◆ **WHAT IS EXPECTED**
Please select every line in the rows below that contains the word "front", and copy those lines. Matches must have the same uppercase and lowercase letters.
-- begin DATA FOR PROCESSING --
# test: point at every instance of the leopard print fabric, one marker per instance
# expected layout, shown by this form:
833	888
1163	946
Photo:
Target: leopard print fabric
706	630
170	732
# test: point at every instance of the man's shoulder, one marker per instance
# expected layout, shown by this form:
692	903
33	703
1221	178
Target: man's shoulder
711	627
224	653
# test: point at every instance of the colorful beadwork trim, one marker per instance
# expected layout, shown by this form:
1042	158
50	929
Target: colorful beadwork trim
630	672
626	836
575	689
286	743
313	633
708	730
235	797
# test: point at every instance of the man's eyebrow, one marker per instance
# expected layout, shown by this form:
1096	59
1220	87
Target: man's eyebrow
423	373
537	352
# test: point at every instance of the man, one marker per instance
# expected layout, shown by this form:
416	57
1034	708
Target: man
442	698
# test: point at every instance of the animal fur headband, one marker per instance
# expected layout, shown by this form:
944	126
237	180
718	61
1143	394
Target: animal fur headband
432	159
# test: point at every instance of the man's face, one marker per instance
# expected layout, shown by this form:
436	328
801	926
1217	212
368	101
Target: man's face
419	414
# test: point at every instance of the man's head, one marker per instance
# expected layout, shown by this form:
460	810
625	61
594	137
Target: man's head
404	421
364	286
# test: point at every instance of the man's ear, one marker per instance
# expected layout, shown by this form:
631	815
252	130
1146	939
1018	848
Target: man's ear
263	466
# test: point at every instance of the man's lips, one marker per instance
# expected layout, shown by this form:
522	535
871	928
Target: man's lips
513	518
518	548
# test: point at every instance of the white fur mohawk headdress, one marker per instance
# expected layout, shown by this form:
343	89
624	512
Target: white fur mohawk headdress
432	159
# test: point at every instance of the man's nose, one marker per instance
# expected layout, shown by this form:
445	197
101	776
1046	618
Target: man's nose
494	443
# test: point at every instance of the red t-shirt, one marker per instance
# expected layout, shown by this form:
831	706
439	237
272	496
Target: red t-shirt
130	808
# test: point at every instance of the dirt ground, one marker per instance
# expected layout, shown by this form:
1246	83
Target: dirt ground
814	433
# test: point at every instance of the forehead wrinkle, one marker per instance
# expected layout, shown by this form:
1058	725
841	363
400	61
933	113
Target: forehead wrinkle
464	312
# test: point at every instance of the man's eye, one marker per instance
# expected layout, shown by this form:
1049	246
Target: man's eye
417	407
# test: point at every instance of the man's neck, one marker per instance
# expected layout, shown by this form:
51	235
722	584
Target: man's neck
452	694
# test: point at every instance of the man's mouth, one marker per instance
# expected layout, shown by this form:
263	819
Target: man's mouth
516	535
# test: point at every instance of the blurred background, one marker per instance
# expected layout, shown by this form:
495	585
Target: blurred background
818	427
-- end DATA FOR PROCESSING --
-- begin DATA FOR PROCESSING --
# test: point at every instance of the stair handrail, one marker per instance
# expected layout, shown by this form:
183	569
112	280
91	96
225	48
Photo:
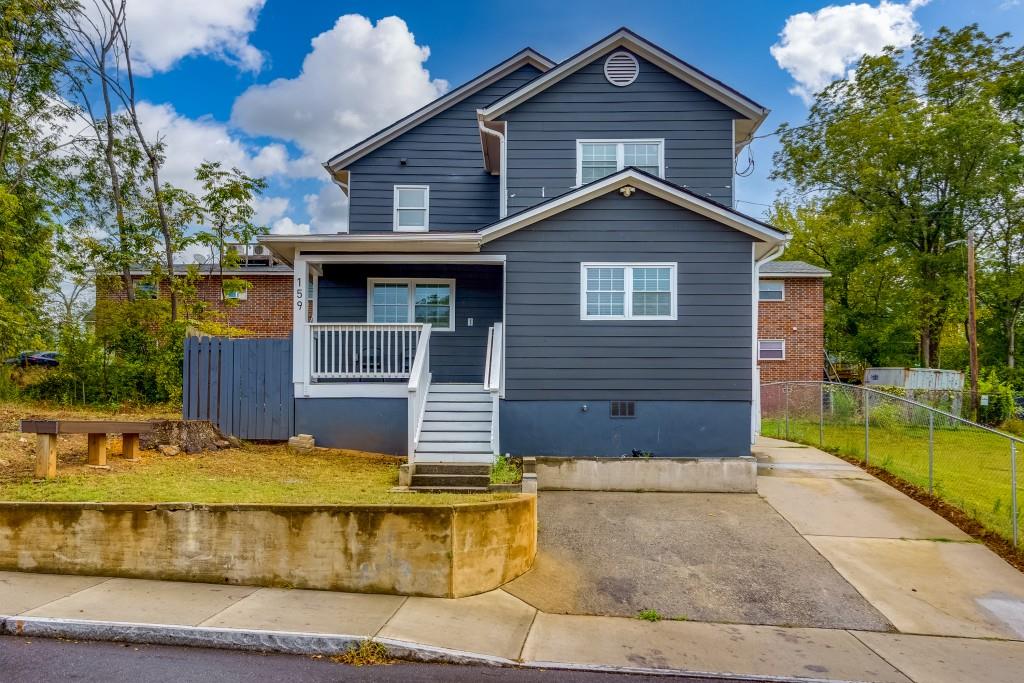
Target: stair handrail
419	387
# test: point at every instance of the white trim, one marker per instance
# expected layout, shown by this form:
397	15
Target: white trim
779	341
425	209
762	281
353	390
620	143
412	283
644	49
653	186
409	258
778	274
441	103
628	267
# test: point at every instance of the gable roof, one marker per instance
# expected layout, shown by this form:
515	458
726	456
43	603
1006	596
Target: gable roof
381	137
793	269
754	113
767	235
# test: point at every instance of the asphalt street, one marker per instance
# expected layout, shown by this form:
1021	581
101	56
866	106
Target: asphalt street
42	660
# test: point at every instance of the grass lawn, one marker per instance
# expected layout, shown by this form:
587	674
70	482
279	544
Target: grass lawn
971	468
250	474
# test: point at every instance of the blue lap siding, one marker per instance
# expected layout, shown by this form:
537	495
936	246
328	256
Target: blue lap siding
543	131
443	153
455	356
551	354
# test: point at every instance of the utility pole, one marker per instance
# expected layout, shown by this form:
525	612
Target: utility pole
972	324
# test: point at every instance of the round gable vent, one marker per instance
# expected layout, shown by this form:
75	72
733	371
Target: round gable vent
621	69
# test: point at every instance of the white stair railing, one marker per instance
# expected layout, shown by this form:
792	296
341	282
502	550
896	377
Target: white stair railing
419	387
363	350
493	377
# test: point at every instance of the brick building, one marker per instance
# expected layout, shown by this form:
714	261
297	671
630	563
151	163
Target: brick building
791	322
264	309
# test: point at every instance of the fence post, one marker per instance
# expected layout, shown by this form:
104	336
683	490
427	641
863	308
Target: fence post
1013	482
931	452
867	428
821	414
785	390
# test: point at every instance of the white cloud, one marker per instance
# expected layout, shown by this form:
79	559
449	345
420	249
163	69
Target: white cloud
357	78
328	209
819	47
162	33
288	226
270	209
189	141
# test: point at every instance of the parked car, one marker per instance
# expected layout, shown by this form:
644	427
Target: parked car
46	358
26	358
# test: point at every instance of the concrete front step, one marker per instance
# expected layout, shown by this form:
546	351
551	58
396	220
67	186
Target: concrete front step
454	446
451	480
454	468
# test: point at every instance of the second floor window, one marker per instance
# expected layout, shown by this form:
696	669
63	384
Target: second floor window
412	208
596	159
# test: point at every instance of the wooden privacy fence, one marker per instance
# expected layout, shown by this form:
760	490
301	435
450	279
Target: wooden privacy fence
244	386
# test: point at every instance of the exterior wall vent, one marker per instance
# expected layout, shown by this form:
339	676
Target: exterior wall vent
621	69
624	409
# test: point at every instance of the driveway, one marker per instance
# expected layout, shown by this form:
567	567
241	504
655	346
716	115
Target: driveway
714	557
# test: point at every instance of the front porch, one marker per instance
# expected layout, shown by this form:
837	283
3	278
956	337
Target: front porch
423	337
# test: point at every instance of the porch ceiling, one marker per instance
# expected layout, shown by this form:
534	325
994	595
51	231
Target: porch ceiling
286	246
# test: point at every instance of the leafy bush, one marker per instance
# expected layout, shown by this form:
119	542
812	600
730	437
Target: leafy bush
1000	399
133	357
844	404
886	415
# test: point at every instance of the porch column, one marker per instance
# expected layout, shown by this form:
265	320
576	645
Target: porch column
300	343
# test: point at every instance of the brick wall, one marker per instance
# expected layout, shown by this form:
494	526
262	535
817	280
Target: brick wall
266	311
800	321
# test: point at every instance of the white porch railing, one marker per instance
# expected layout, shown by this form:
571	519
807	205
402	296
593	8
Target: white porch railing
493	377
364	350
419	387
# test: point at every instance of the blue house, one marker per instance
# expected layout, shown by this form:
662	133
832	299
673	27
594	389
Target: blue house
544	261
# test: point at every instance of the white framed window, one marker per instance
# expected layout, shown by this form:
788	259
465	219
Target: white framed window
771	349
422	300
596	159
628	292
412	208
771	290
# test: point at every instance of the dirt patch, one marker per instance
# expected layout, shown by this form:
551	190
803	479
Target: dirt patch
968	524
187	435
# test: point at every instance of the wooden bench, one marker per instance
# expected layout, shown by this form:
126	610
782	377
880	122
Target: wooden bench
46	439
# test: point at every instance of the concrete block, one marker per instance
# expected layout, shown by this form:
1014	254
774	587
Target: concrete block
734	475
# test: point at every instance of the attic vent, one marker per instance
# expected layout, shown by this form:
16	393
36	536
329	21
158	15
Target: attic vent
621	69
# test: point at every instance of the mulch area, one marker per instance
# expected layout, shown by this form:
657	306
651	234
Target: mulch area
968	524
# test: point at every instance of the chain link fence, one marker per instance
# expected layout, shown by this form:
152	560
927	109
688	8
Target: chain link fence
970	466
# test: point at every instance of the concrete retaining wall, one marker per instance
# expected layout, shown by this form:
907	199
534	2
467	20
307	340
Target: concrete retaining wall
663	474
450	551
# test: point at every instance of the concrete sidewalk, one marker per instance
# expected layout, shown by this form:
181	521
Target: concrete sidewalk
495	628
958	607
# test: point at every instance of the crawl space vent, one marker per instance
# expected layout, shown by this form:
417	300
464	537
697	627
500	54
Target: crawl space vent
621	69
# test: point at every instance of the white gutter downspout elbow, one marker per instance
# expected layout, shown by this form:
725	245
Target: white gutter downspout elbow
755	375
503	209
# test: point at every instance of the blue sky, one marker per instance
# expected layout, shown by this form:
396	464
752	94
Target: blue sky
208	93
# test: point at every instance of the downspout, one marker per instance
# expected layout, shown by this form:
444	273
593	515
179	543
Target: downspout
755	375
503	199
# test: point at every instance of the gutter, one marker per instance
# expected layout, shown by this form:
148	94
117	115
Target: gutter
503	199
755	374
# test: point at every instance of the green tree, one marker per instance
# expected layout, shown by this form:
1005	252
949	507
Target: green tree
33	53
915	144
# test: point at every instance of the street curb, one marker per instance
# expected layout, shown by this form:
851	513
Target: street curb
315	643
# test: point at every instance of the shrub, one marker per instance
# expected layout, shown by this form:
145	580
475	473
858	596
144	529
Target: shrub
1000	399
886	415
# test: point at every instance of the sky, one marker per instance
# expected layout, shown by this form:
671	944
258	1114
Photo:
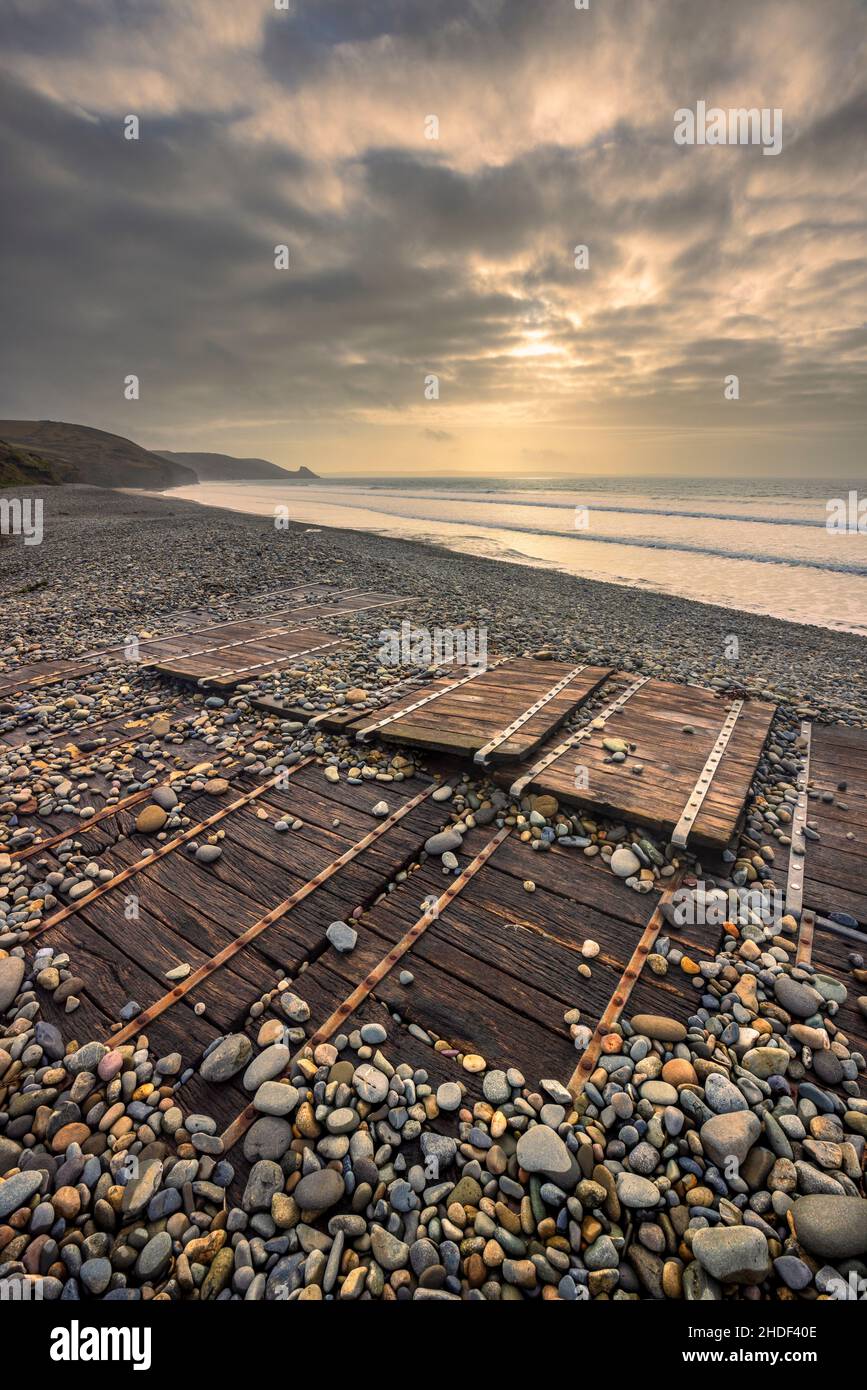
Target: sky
-- end DATA FOR PROCESSING --
◆ **RESPONSE BELOW**
# test: point at every instance of the concrete front step, one marker per instance
Target: concrete front step
# test: point at every instance of the front porch, one marker per instance
Target: front porch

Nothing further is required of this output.